» **The exercise**
Retype every line of the listing below, changing nothing.

**** Material for this task

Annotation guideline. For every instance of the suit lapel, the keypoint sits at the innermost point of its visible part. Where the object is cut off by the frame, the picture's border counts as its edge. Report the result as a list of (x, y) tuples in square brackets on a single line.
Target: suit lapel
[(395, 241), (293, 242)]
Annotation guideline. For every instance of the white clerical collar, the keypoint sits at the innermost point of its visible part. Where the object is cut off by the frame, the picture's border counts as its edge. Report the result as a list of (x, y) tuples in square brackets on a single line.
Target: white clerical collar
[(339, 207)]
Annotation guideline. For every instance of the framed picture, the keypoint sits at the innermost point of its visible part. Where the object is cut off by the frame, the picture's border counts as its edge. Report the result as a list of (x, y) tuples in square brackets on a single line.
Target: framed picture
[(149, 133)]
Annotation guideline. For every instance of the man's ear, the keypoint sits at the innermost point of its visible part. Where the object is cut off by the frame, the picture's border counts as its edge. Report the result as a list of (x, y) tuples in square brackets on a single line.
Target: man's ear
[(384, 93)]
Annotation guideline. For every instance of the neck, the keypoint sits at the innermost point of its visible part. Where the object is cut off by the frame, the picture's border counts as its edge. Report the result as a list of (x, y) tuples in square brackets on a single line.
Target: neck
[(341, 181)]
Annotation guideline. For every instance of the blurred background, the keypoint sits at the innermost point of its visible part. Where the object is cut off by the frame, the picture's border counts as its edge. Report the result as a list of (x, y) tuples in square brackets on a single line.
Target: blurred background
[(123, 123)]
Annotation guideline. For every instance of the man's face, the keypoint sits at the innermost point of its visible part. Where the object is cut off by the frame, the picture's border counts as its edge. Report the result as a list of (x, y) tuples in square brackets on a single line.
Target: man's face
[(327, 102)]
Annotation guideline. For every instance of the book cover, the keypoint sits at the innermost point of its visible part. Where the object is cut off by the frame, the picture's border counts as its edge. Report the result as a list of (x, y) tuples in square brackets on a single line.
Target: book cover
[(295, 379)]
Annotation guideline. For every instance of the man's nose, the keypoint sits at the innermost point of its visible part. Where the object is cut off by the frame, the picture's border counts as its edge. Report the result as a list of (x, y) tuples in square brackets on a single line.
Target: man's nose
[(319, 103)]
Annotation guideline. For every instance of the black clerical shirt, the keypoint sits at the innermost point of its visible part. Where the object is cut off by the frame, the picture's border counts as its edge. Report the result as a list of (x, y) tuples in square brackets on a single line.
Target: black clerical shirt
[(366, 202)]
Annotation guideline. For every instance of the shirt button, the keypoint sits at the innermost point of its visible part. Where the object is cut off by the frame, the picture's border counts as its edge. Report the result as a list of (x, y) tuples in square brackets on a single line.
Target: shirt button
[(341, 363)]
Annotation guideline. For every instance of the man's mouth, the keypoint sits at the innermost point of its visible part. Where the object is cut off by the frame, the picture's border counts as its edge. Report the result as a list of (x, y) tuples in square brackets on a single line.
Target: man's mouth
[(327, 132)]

********

» **Output of the exercise**
Annotation guideline. For every instance of the suit lapel, the keypoint sits at the innermost point of its visible part. Where the object is cut off by the frame, the picture's border counts as its edge. Report the result as a list of (x, y) tuples in square brackets on a single line.
Target: suit lapel
[(395, 241), (293, 242)]
Annotation guideline. For every instance of the white clerical collar, the keypoint sits at the innermost point of its visible part. Where the object is cut off by the frame, the picture's border counts as its edge. Report the result as a list of (x, y) tuples in square brackets on a single line.
Target: white clerical collar
[(339, 207)]
Annotation guideline. For every instance of the framed picture, the keypoint sits at the innermost point of its visible part. Where the object is cut off by the frame, the picture's border counts as its edge. Report the result as a list of (x, y) tuples in square brackets on a single line.
Target: framed picture
[(149, 133)]
Annotation guideline. For every instance of the man's ear, the keypoint sits at the innermost point of its visible part. Where the object is cut off by the frame, the picture's border counts as its edge. Report the result as a list of (x, y) tuples in square brackets on a single line.
Target: man's ear
[(384, 93)]
Annotation guideline. For every instance of the neck, the keypoint sits at the innermost point of its visible part. Where the object is cut off by the frame, the picture's border counts as its edge. Report the result as a list of (x, y) tuples in square brackets on a single line.
Target: neck
[(341, 181)]
Annotation guideline. For every instance of the blurred background, the keypoint sits at the innermost point of its visible part. Where the object is cut off by the frame, the picture's border counts as its edge. Report the result as a list of (x, y) tuples in square brackets on a single line.
Target: blurred background
[(123, 123)]
Annotation guideline. For every instance of the man's face, the keypoint sits at the innermost point of its visible part. Where the object is cut off by the frame, the picture's border counts as its edge. Report the result as a list of (x, y) tuples in square brackets on a single line.
Target: man's face
[(327, 102)]
Annotation guideline. For every instance of the book cover, the keypoint sits at the innermost point of its visible part. Where the object is cut off by the frame, the picture's border counts as its edge. Report the result as a list of (x, y) tuples in square brackets on a single line.
Target: book cover
[(295, 379)]
Annotation guideline. For every instance of the man's nose, the keypoint sits at the innermost point of its visible part. Where the object is cut off by the frame, the picture's border counts as its edge. Report the result as a list of (x, y) tuples in square brackets on a single line.
Target: man's nose
[(319, 103)]
Annotation guideline. For every instance of the black clerical shirt, the keypoint sits at the innermost point of its visible part. Where the object is cut off by the frame, the picture's border counts as its edge. Report the result as a list of (x, y) tuples in square brackets on a single line.
Target: black clerical shirt
[(366, 202)]
Annotation guideline. For every instance of the shirt button, the keypoint sits at the innermost point of its visible part. Where the object is cut off by the frame, the picture's border counts as its edge. Report the result as a list of (x, y) tuples in square brackets on a single line.
Target: shirt button
[(341, 363)]
Annotation guideline. For every instance of the man's mouth, the keypoint sits at the innermost point of its visible part. Where the object is cut off by the frame, the picture's border counts as its edge. Report the result as a list of (x, y) tuples in square brackets on a single line.
Target: man's mouth
[(327, 132)]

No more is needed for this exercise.